• _Goal_:
Copy exactly the lines from the one containing "Q: Mark a point on every instance of the blue gym" through the last line of the records, both included, and nothing more.

• _Stored data_:

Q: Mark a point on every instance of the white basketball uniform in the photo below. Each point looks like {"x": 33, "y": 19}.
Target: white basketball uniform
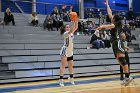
{"x": 67, "y": 48}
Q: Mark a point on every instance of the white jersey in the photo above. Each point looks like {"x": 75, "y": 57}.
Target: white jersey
{"x": 67, "y": 49}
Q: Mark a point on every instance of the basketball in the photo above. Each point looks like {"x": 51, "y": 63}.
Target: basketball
{"x": 73, "y": 16}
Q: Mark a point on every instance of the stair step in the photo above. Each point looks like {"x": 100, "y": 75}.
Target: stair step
{"x": 7, "y": 75}
{"x": 3, "y": 66}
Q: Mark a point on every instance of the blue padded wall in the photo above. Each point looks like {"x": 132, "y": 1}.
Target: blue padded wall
{"x": 46, "y": 9}
{"x": 136, "y": 7}
{"x": 9, "y": 4}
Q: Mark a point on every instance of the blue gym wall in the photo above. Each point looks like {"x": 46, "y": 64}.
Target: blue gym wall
{"x": 27, "y": 7}
{"x": 136, "y": 7}
{"x": 114, "y": 4}
{"x": 42, "y": 9}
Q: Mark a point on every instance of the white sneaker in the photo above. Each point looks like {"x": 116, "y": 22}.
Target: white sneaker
{"x": 61, "y": 82}
{"x": 71, "y": 80}
{"x": 127, "y": 81}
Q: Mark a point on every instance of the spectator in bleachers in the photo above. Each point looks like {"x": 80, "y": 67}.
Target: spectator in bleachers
{"x": 55, "y": 11}
{"x": 127, "y": 31}
{"x": 66, "y": 17}
{"x": 48, "y": 23}
{"x": 8, "y": 17}
{"x": 105, "y": 37}
{"x": 63, "y": 9}
{"x": 34, "y": 19}
{"x": 96, "y": 41}
{"x": 57, "y": 21}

• _Problem solution_:
Q: Mark a point on every instance of the blue gym wall in the photo above. Each point looks like {"x": 46, "y": 64}.
Target: blue gym wall
{"x": 27, "y": 7}
{"x": 136, "y": 7}
{"x": 114, "y": 4}
{"x": 42, "y": 9}
Q: Mark a point on every instance of the white sneaker in the photo above. Each point looks like {"x": 116, "y": 22}.
Target: white sneaker
{"x": 61, "y": 82}
{"x": 71, "y": 80}
{"x": 127, "y": 81}
Q: Mark a point on every instance of the spectator in bleachers in the photo above. Each point looks like {"x": 80, "y": 67}.
Target: spectator in bleachers
{"x": 55, "y": 11}
{"x": 127, "y": 31}
{"x": 66, "y": 17}
{"x": 48, "y": 23}
{"x": 8, "y": 17}
{"x": 105, "y": 37}
{"x": 63, "y": 9}
{"x": 34, "y": 19}
{"x": 96, "y": 41}
{"x": 57, "y": 21}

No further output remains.